## [PAGINA]
::::
Particolarità dal mondo libertario U.S.A: I libertarians, né di destra né di sinistra.


I libertarians americani non sono né di destra né di sinistra o, meglio, li trovi all’estrema destra quando parlano di politica economica e all’estrema sinistra sui diritti civili. Antonio Martino e Marco Pannella in un’unica persona, anche se a differenza loro non avrebbero mandato un soldato né speso un soldo per la democrazia in Iraq. Sono liberisti come il premio Nobel Milton Friedman e dissacratori come Parker e Stone, i due creatori del cartone animato politicamente scorretto “South Park” e del film “Team America”. Criticano i repubblicani, snobbano i democratici e più di ogni altri detestano i neoconservatori. Probabilmente sono l’altra faccia della medaglia ideologica dei neocon. Entrambi stanno a metà strada tra la destra e la sinistra, anche se nella carreggiata opposta. Gli uni vorrebbero ridurre al minimo lo Stato sociale, gli altri lo difendono. I libertari non sono interessati a esportare la libertà americana, i neocon ne hanno fatto un’ossessione.
Esiste un minuscolo partito libertario, ma non riesce mai a superare lo zero virgola. La voce dei libertari, però, è presente nel dibattito politico grazie ai documenti e alle analisi di un prestigioso think tank, il Cato Institute. Ma anche con gli articoli di un’arrembante rivista mensile – Reason – che secondo qualche conservatore minaccia la “Right Nation” molto più di quanto non facciano i più brillanti liberal di sinistra. Ora i libertarians dispongono anche di una voce sul New York Times, quella dell’editorialista John Tierney, che scrive regolarmente sulle pagine delle opinioni del giornale della 43 esima strada.
::::
## [ISTRUZIONE SCRITTA 1]
Elenca tutte le persone nominate nel testo sui libertarians americani.

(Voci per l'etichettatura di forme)
::::
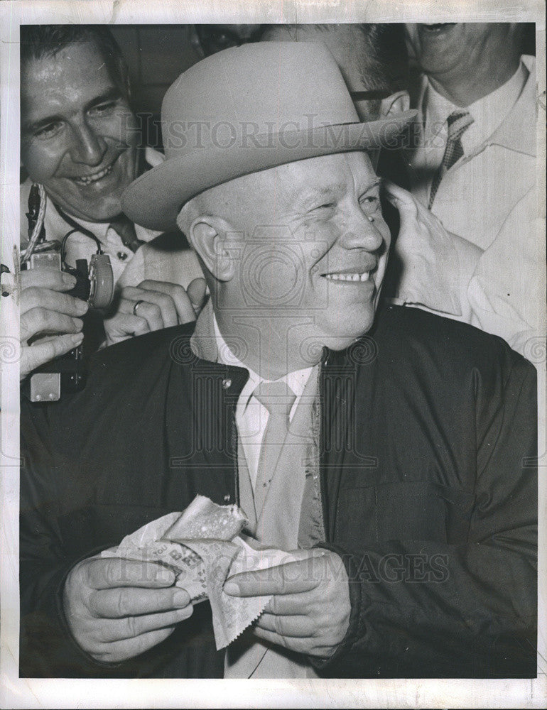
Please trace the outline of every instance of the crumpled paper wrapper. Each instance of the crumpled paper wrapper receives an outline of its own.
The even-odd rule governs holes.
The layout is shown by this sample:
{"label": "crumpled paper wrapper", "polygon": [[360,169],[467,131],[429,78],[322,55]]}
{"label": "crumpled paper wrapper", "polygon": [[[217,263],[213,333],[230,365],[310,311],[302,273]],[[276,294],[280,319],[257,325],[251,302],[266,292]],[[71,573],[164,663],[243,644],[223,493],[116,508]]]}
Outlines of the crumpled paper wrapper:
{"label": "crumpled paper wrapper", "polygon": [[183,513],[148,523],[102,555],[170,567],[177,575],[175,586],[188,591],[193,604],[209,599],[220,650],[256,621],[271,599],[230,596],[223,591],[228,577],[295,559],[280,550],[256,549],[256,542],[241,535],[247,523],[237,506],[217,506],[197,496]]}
::::
## [ISTRUZIONE SCRITTA 2]
Ricopia riga per riga tutte le voci per l'etichettatura di forme, senza alcuna modifica, tralasciando le immagini.

## [RISULTATO COMPLETO 1]
- Antonio Martino
- Marco Pannella
- Milton Friedman
- Parker
- Stone
- John Tierney

## [RISULTATO COMPLETO 2]
Please trace the outline of every instance of the crumpled paper wrapper. Each instance of the crumpled paper wrapper receives an outline of its own.
The even-odd rule governs holes.
The layout is shown by this sample:
{"label": "crumpled paper wrapper", "polygon": [[360,169],[467,131],[429,78],[322,55]]}
{"label": "crumpled paper wrapper", "polygon": [[[217,263],[213,333],[230,365],[310,311],[302,273]],[[276,294],[280,319],[257,325],[251,302],[266,292]],[[71,573],[164,663],[243,644],[223,493],[116,508]]]}
Outlines of the crumpled paper wrapper:
{"label": "crumpled paper wrapper", "polygon": [[183,513],[148,523],[102,555],[170,567],[177,575],[175,586],[188,591],[193,604],[209,599],[220,650],[256,621],[271,599],[230,596],[223,591],[228,577],[295,559],[280,550],[256,549],[256,542],[241,535],[247,523],[237,506],[217,506],[197,496]]}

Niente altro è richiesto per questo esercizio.